**Assigned task:** Reproduce verbatim everything in the passage about Navarro and his father from "Navarro reported to" down to "in 64 games.".

**Given text:**
##########
"Watching him go through so much, I feel like it's given me an edge," Navarro said. "I can compete. If he was able to go through six years with all that treatment, and having a stroke, I can easily put on my pants and play some ball and work hard every day. My dad has shown me a lot. I'm a lot more calm now, and I'm just excited and ready to go. I'm not saying I'm going to dedicate this year to him, but for the rest of my life, I want to honor the way he lived."
Efren Sr. instilled work ethic, humility and an unrelenting belief in his son, who overcame the odds of being the 1,450th overall pick to finally put his imprint on the Major Leagues last season. Efren Sr. spent three decades replacing anchor spikes for Union Pacific Railroad until B-cell lymphoma forced him in and out of chemotherapy for the last six years, an unfortunate circumstance that never impacted his resolve and exuberance.
"Man," Navarro said, "what a fighter."
Efren Sr. needed a bone-marrow transplant, but he was never in remission long enough to get one. Often times he'd fall in the middle of the night, but he never let his son pick him up off the floor. He suffered a stroke in early February, which triggered the cardiac arrest that ultimately took his life at the age of 68.
"He never let cancer beat him," Navarro said, proudly.
Navarro, the youngest of four children and the only boy, had a flight to Mexico scheduled for Dec. 1. He was going to play winter ball again, but his father was set to undergo his most intense round of chemotherapy yet, so he stayed back. For an entire month, from early January to early February, Efren Sr. remained in the hospital. And for days at a time, his son slept by his side.
They talked about their growing family. And they talked about how far they've come, together, in this crazy game.
"He told me I was his champion," Navarro said, his eyes glistening. "He was telling the doctors, 'Hey, I hope you're an Angels fan, because my son here, he's a champion.'"
Navarro reported to Angels Spring Training only four days after his father died because it's what Efren Sr. would've wanted; what he continually urged him to do.
"It's still an open wound," Navarro said. "It's still in there. But knowing my dad, he wants me here."
Navarro feels some closure, though, because cancer didn't keep them from enjoying their time together and because Efren Sr. got to see his son live out his dream. He sat in the stands when Navarro hit his first home run off Justin Verlander on July 26, watched batting practice on the field before a Freeway Series game in August and soaked in every moment of a 2014 season that saw Navarro play in 64 games.
Javier Gonzalez, Navarro's brother-in-law, still gets choked up thinking about that.
"Him and Junior had a special, special relationship," Gonzalez said. "There is nobody - nobody, nobody - who wore that Angels hat with more pride than my father-in-law. He wore that Angels hat, that Angels jacket, with so much pride because of what Junior was doing."
Gonzalez and his wife, Marivel, moved into Efren Sr.'s house in Lynwood, Calif., so Navarro's widowed mother wouldn't be alone. If Navarro makes the big league club, he'll sleep in the back house to console her, too.
In the meantime, he'll continue to fight.
"This was a goal of his and mine as a kid - to play in the big leagues and compete for the job," Navarro said of he and his father. "He left me in a good path, as a father. He was a faithful man and faithful to the Lord. It was good to see where he came from and how he left. That's put me at ease with everything. That's been a blessing."
##########
**Data records:**

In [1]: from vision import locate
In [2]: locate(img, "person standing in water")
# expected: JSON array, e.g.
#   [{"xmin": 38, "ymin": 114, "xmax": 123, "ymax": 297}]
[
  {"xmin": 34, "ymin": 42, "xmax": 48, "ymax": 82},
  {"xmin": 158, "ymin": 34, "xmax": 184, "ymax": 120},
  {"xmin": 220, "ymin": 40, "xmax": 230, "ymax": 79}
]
##########
**Result of the task:**
Navarro reported to Angels Spring Training only four days after his father died because it's what Efren Sr. would've wanted; what he continually urged him to do.
"It's still an open wound," Navarro said. "It's still in there. But knowing my dad, he wants me here."
Navarro feels some closure, though, because cancer didn't keep them from enjoying their time together and because Efren Sr. got to see his son live out his dream. He sat in the stands when Navarro hit his first home run off Justin Verlander on July 26, watched batting practice on the field before a Freeway Series game in August and soaked in every moment of a 2014 season that saw Navarro play in 64 games.